▸ **Task material**:
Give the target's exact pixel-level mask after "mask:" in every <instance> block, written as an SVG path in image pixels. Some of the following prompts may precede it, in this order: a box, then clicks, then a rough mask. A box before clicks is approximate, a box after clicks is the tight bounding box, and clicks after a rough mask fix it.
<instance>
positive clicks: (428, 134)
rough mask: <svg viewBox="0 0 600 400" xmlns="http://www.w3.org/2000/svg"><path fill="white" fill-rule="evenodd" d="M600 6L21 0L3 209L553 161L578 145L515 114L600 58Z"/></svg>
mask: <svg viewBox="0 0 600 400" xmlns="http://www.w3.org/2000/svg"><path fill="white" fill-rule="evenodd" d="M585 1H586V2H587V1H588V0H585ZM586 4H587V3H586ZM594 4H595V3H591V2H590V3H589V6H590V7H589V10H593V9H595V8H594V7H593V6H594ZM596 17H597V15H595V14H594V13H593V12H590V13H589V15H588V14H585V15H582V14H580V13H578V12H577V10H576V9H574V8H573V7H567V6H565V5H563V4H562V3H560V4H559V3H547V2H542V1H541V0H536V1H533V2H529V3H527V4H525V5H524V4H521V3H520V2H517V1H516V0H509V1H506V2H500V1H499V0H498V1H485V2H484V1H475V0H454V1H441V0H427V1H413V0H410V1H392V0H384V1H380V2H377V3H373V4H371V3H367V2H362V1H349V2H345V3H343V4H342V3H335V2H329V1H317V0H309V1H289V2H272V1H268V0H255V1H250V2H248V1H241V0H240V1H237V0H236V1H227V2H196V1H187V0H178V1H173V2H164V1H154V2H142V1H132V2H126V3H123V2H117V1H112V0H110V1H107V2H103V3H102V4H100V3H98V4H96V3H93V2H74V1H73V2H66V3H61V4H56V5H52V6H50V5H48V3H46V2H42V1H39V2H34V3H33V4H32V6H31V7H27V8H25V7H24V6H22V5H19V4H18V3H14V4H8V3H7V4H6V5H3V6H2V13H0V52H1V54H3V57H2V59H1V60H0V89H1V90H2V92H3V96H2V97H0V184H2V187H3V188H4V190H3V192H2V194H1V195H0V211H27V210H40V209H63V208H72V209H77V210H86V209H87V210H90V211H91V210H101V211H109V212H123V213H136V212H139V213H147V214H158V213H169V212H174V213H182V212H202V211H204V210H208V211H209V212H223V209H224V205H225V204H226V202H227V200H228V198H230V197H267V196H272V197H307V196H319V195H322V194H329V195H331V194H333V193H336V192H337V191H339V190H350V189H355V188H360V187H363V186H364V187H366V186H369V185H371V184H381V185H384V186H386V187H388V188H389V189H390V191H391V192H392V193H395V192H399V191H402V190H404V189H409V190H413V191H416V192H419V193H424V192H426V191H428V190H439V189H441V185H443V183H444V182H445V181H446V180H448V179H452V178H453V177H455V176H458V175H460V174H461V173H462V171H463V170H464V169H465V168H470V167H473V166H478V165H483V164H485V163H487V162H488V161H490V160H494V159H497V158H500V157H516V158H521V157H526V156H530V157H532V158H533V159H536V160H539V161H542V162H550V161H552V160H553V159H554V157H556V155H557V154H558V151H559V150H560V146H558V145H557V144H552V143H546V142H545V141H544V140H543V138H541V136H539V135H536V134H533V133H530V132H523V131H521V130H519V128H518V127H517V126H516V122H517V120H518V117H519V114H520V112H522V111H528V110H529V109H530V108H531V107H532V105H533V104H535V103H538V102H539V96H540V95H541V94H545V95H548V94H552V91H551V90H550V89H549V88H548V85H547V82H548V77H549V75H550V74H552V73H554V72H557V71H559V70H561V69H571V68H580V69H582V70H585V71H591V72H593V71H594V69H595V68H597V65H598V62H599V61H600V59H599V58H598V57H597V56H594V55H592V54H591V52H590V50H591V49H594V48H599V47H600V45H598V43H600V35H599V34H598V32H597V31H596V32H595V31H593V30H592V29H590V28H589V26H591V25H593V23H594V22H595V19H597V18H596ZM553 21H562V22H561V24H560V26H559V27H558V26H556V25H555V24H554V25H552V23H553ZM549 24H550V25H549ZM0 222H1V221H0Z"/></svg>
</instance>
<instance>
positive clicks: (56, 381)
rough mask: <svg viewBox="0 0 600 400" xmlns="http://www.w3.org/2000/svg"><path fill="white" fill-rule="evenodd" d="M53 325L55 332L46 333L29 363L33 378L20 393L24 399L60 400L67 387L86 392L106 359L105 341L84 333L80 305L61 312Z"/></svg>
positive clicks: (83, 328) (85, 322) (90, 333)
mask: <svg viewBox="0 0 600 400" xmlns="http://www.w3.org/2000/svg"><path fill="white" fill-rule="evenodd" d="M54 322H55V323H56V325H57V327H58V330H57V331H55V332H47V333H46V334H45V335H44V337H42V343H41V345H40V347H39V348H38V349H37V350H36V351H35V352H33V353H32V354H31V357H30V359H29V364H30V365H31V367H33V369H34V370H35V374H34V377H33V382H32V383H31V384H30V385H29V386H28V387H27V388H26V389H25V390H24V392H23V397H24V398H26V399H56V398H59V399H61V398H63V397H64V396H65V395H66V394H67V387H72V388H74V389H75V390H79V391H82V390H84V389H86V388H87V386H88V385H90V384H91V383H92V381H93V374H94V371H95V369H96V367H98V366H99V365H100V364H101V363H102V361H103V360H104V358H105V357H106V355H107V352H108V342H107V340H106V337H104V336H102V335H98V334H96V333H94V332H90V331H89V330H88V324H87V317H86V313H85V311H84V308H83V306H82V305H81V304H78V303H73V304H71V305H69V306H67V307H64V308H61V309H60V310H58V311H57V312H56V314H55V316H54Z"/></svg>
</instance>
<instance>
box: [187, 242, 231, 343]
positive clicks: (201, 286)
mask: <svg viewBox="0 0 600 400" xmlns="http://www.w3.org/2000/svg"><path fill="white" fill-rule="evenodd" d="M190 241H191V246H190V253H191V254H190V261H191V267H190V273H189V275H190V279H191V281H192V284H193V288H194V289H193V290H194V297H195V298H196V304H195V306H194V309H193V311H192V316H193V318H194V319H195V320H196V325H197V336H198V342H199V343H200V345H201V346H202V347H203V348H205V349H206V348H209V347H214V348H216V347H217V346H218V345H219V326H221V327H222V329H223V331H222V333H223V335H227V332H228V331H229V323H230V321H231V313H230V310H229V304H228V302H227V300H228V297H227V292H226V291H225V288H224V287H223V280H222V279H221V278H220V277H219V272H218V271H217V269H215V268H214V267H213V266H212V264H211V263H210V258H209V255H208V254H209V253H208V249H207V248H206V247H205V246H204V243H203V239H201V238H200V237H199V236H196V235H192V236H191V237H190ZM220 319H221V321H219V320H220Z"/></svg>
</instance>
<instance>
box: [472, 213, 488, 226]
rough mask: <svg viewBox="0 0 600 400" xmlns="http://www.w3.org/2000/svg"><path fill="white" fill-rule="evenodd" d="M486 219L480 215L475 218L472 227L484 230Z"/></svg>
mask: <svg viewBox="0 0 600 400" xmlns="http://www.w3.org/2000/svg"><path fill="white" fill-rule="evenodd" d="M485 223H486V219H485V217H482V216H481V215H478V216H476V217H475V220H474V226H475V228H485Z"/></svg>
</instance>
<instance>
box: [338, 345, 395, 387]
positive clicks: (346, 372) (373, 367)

▸ **Problem details**: Reproduce, line for line, the material, starting at its first line, and end once the line holding "positive clicks: (428, 134)" has been output.

▸ **Task solution**:
Give the target's exact pixel-level mask after "mask:" in every <instance> block, written as an SVG path in image pixels. Some of the following prompts may precede it, in this order: a box, then clicks, then a rough mask. A box before clicks is approximate, a box after clicks is the tight bounding box, and clicks after a rough mask fix it.
<instance>
positive clicks: (428, 134)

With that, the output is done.